Print all the records below exactly as they stand, but leave out the pictures.
□ □ □
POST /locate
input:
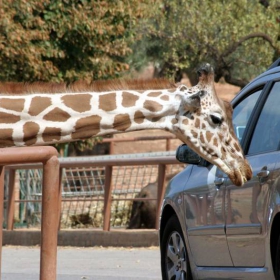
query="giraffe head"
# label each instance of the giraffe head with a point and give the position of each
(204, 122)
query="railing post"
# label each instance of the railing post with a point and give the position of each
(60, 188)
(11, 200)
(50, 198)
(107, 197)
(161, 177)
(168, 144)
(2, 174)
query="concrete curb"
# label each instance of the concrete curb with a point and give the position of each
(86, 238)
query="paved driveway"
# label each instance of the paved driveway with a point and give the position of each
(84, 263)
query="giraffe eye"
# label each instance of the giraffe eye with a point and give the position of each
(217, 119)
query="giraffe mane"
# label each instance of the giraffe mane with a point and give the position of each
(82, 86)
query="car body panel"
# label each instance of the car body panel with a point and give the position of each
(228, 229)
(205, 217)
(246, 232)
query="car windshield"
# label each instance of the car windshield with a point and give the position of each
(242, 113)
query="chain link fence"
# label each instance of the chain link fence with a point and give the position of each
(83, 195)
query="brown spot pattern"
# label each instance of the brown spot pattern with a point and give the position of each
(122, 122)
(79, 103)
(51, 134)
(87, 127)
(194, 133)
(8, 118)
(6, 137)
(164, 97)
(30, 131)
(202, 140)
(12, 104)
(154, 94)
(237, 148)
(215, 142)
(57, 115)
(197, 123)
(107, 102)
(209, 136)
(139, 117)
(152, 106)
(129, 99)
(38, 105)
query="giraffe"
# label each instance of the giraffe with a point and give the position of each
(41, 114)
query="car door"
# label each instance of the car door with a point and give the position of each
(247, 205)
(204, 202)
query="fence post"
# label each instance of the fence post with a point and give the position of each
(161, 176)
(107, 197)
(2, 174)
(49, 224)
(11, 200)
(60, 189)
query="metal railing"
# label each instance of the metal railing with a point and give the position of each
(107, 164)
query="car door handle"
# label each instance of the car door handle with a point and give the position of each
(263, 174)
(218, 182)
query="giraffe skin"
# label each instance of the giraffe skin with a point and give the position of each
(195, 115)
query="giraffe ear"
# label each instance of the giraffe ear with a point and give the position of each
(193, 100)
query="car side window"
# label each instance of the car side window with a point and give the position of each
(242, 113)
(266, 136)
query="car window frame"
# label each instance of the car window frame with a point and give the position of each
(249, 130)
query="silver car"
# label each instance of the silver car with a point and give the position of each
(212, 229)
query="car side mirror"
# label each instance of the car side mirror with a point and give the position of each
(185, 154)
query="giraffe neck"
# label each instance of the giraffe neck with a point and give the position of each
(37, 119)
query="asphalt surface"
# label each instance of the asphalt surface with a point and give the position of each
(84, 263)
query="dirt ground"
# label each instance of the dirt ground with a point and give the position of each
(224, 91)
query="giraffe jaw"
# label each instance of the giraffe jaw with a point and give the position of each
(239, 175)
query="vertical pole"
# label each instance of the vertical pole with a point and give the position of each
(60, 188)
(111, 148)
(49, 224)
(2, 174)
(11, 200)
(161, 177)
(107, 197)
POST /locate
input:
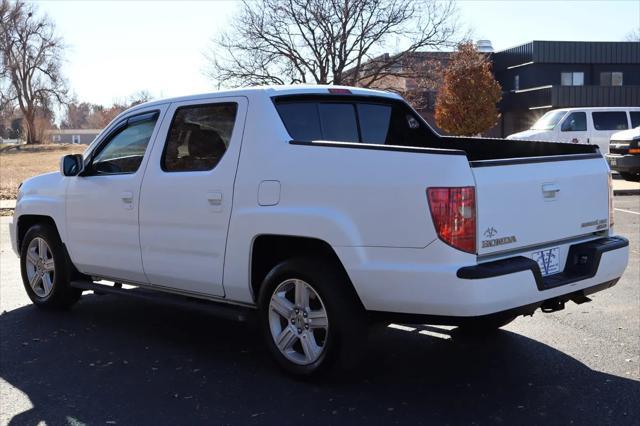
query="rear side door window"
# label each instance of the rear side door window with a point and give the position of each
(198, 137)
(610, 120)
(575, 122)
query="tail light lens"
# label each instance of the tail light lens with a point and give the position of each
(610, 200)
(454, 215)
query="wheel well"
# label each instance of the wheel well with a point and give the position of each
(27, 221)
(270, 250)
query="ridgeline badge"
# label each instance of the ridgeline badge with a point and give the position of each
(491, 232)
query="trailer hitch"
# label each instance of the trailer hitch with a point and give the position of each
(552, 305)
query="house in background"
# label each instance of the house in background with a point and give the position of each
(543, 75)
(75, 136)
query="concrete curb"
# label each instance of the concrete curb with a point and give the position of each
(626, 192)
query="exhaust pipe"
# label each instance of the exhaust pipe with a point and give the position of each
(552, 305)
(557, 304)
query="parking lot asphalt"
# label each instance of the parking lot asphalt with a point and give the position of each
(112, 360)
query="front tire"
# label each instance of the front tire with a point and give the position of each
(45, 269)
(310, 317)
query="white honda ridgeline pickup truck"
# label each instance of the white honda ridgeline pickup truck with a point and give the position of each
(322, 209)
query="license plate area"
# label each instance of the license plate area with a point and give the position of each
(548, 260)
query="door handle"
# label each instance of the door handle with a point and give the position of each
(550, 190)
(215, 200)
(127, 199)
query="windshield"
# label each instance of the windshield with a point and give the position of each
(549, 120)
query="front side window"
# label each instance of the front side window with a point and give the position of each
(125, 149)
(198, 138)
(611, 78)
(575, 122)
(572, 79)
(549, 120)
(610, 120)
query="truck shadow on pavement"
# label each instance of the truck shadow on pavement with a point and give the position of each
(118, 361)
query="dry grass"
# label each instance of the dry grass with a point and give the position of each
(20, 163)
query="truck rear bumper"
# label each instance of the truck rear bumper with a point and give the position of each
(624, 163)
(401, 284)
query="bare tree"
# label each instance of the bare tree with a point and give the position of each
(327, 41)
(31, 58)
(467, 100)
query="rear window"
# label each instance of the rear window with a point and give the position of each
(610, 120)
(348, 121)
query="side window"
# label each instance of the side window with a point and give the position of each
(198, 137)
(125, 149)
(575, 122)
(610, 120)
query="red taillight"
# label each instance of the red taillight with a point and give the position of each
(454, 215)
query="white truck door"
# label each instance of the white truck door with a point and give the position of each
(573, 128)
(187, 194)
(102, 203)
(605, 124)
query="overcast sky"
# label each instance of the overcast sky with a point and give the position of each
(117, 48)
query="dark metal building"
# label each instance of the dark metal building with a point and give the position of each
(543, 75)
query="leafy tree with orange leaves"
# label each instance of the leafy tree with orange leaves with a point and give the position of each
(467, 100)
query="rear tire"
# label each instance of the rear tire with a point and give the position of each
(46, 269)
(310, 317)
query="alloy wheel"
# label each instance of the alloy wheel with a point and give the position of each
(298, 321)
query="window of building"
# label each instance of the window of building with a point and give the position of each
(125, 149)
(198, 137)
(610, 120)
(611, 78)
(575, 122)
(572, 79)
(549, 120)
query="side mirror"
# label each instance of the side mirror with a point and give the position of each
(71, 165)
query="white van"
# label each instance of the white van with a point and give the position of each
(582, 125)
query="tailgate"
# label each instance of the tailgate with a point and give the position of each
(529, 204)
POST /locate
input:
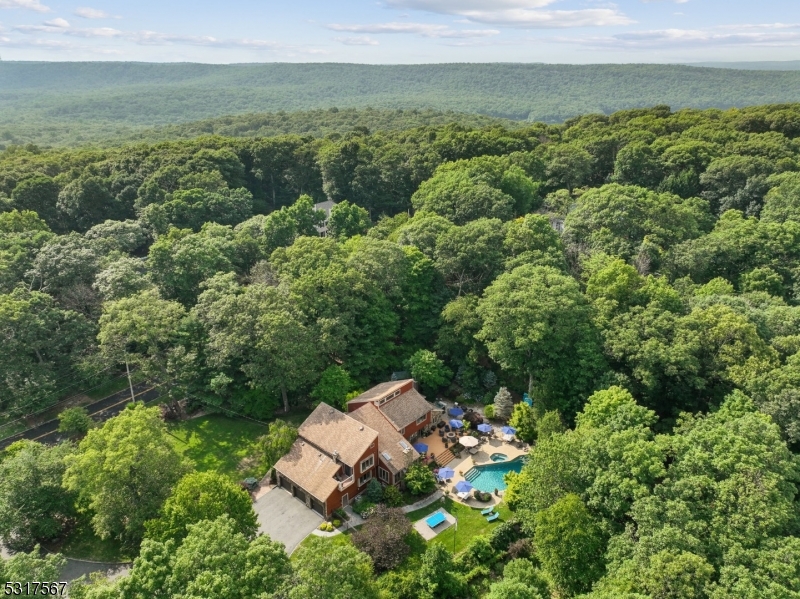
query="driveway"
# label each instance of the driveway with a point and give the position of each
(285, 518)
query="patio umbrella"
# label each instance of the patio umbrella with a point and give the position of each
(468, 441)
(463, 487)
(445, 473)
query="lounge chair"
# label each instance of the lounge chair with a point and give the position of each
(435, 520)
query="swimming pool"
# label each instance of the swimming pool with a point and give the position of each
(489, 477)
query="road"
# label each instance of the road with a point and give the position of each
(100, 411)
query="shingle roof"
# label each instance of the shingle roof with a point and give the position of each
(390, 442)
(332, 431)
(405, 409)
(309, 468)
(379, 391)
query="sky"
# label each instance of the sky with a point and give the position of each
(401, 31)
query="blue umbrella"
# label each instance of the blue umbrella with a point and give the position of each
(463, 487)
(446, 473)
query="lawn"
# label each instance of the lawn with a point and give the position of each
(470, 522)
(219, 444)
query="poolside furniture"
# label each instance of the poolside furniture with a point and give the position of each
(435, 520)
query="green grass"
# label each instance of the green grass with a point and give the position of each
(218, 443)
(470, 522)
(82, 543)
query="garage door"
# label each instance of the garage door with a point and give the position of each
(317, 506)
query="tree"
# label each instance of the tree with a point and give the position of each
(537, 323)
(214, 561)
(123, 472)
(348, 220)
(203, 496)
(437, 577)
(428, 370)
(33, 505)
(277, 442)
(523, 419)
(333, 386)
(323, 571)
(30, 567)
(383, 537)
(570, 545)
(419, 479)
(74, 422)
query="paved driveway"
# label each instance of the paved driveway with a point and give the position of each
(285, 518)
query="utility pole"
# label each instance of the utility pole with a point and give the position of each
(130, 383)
□ □ □
Answer to the problem.
POST /locate
input:
query="giraffe head"
# label each instance of the giraffe head with a point and give the position of each
(204, 122)
query="railing post"
# label each instance of the railing post with a point and give the position of each
(60, 188)
(11, 200)
(50, 198)
(107, 197)
(161, 177)
(168, 144)
(2, 174)
query="concrete curb"
# label each instance of the concrete curb with a point and give the position of each
(86, 238)
query="paved driveway"
# label each instance of the paved driveway with a point and give the position of each
(84, 263)
query="giraffe eye"
# label each instance of the giraffe eye with a point and give the position of each
(217, 119)
query="giraffe mane"
# label each instance of the giraffe mane with a point and give the position of each
(82, 86)
query="car body panel"
# label each instance of the car body panel with a point and give the position of each
(228, 229)
(205, 217)
(246, 232)
query="car windshield"
# label each instance of the car windshield with a point and give the position of each
(242, 113)
query="chain link fence"
# label each instance of the chain link fence with a point and give the position of each
(83, 195)
query="brown spot pattern"
# label each instance of the brown spot pattern with a point and give the position of each
(122, 122)
(79, 103)
(51, 134)
(87, 127)
(194, 133)
(8, 118)
(6, 137)
(164, 97)
(30, 131)
(202, 140)
(12, 104)
(154, 94)
(237, 148)
(215, 142)
(57, 115)
(197, 123)
(107, 102)
(209, 136)
(139, 117)
(152, 106)
(129, 99)
(38, 105)
query="giraffe"
# label each instance of the giraffe with a point and give the position of each
(41, 114)
query="car door"
# label each instance of the car door with a point and give the position of each
(247, 205)
(204, 202)
query="fence post"
# label each instance of the fence post with a point and give the position of each
(161, 176)
(107, 197)
(2, 174)
(49, 224)
(11, 200)
(60, 189)
query="metal railing"
# label each instance of the metal railing with a point and give the position of each
(107, 164)
query="car door handle"
# label each instance of the car door handle with a point and give the position of each
(263, 174)
(218, 182)
query="giraffe skin"
# label each instance of the giraffe skin with a point and give the position of each
(195, 115)
query="giraffe ear"
# label each instance of the giraffe ear with a point and give the position of each
(193, 100)
query="car side window"
# label each instance of the car side window with a point and give the position of each
(242, 113)
(266, 136)
query="car window frame"
# label each instance of the car window frame with a point and give the position of each
(249, 130)
query="silver car"
# label each instance of the silver car with a point and give the position of each
(212, 229)
query="car side mirror"
# label each instance of the car side mirror with a point and give the position of each
(185, 154)
query="giraffe neck"
# label each instance of the giraffe neck with a point and give the position of each
(37, 119)
query="asphalt surface"
# label each instance of the asphalt surface with a point and give the position of each
(84, 263)
query="dirt ground"
# label each instance of the dirt ground with a point and give the position of each
(224, 91)
query="giraffe jaw"
# label each instance of the giraffe jaw with a point and give the position of each
(239, 175)
query="vertical pole"
# label each instance of the vertical pole with a point and give the position of each
(60, 188)
(111, 148)
(49, 224)
(2, 174)
(11, 200)
(161, 177)
(107, 197)
POST /locate
input:
query="rear side door window"
# label each instance of the rear side door window with a point and give the position of each
(198, 137)
(610, 120)
(575, 122)
query="tail light lens"
# label each instance of the tail light lens with a point and give the position of each
(610, 200)
(454, 215)
query="wheel well"
# label each instance of the wheel well with a point and give the position of each
(27, 221)
(270, 250)
query="ridgeline badge"
# label each instance of the ridgeline badge with a point and give the position of each
(491, 232)
query="trailer hitch"
# label each instance of the trailer hitch with a point and give the position of each
(552, 305)
query="house in background"
# label each instance of the house in background with a point and give the position of each
(543, 75)
(75, 136)
query="concrete curb"
# label each instance of the concrete curb with a point and give the position of each
(626, 192)
query="exhaust pipe"
# label each instance of the exhaust pipe with a point and give the position of each
(552, 305)
(557, 304)
query="parking lot asphalt"
# label each instance of the parking lot asphalt with a point and give the position of each
(112, 360)
query="front tire"
# label each instance of the front tire with a point and give the position of each
(45, 269)
(310, 317)
query="white honda ridgeline pickup truck"
# label each instance of the white honda ridgeline pickup truck with a point and give the position of each
(322, 209)
query="license plate area"
# label each instance of the license plate area with a point and give the position of each
(548, 260)
query="door handle"
# label each instance of the door handle with a point and give the position of each
(550, 190)
(215, 200)
(127, 199)
query="windshield"
# label each instance of the windshield with a point and give the position of each
(549, 120)
query="front side window"
# label each instance of the front side window with a point and give the position of each
(125, 149)
(198, 138)
(611, 78)
(575, 122)
(572, 79)
(549, 120)
(610, 120)
query="truck shadow on pavement"
# label each instance of the truck shadow on pavement with a point and give the position of each
(118, 361)
query="dry grass"
# label each instance of the dry grass with a point and give the position of each
(20, 163)
query="truck rear bumper"
# label each instance of the truck rear bumper with a point and give the position of each
(624, 163)
(401, 284)
query="bare tree"
# label each instance of the bare tree with a point and give the position of each
(327, 41)
(31, 58)
(467, 100)
query="rear window"
# label each instance of the rear window with a point and give the position of each
(610, 120)
(348, 121)
query="side window"
# label each instance of the side window with a point and give the position of each
(198, 137)
(125, 149)
(575, 122)
(610, 120)
query="red taillight"
# label each instance of the red taillight with a point and give the position of each
(454, 215)
query="white truck door"
# label each instance of the white truck door with a point and give the position of each
(573, 128)
(187, 194)
(102, 203)
(605, 124)
query="overcast sky"
# label each instance of the overcast sky with a point and give the position of each
(117, 48)
query="dark metal building"
# label each instance of the dark metal building with a point and give the position of each
(543, 75)
query="leafy tree with orange leaves"
# label each instance of the leafy tree with orange leaves with a point and give the position of each
(467, 100)
query="rear tire"
# label each instance of the rear tire with a point and give the position of each
(46, 269)
(310, 317)
query="alloy wheel"
# label each instance of the alloy wheel with a point and give the position of each
(298, 321)
query="window of building"
# label each instance of the window of building with a point and give the position of each
(125, 149)
(198, 137)
(610, 120)
(611, 78)
(575, 122)
(572, 79)
(549, 120)
query="side mirror"
# label each instance of the side mirror with a point and give the position of each
(71, 165)
query="white van"
# label each instance of the white van with a point and give the position of each
(582, 125)
query="tailgate"
# label each instance of the tailgate with a point and give the position of each
(529, 204)
POST /locate
input:
query="driveway"
# label each instance of the driveway with a point and give the position of each
(285, 518)
query="patio umbrella"
# label each instance of the patio umbrella with a point and give the position of each
(468, 441)
(463, 487)
(445, 473)
query="lounge chair"
# label each instance of the lounge chair with a point and give the position of each
(435, 520)
query="swimming pool"
# label each instance of the swimming pool with a point and give the position of each
(489, 477)
query="road"
# label each instance of the road with a point and give the position of each
(100, 411)
query="shingle roof"
# label each instance of the shingle roof with a point and give the position of each
(390, 442)
(332, 431)
(405, 409)
(309, 468)
(379, 391)
query="sky"
# label each instance of the sky with a point and give the position of each
(401, 31)
query="blue umbrella"
# label each instance of the blue umbrella with a point and give the position of each
(463, 487)
(446, 473)
query="lawn"
# label each instance of the lawn with a point and give the position of each
(470, 522)
(219, 444)
query="poolside furniture"
# label each instance of the poolside furniture with a point and give the position of each
(435, 520)
query="green grass"
# label each instance of the green grass with a point and give the position of each
(218, 443)
(470, 522)
(82, 543)
query="garage door"
# label each instance of the garage door with a point and give the position of each
(317, 506)
query="tree"
# label each instance of the tree with a point and give the position of each
(537, 323)
(214, 561)
(123, 472)
(348, 220)
(203, 496)
(437, 577)
(428, 370)
(33, 505)
(277, 442)
(523, 419)
(333, 386)
(323, 571)
(30, 567)
(383, 537)
(570, 545)
(419, 479)
(74, 422)
query="paved driveway"
# label each instance of the paved driveway with a point and give the position of each
(285, 518)
query="utility pole"
# label each instance of the utility pole with a point and give the position of each
(130, 383)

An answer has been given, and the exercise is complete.